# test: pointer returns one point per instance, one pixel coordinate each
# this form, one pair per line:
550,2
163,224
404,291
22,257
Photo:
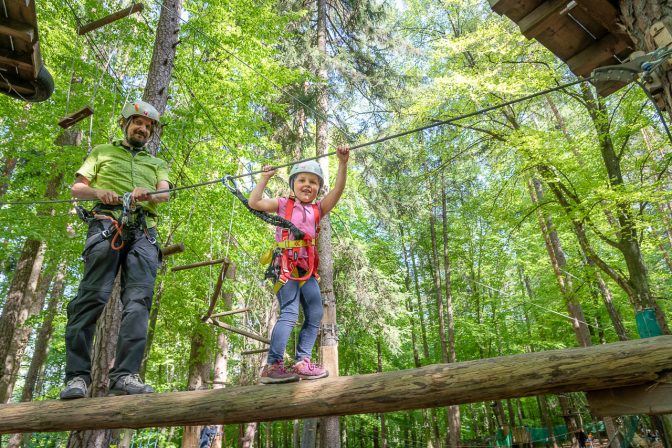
++++++++
> BRIEF: Please reproduce the records above line for line, leaving the pictures out.

> RESPONSE:
# test: pointer returns one point per instance, one pixel coordinate each
# this form, one pair per line:
550,2
163,224
404,291
22,257
Photo:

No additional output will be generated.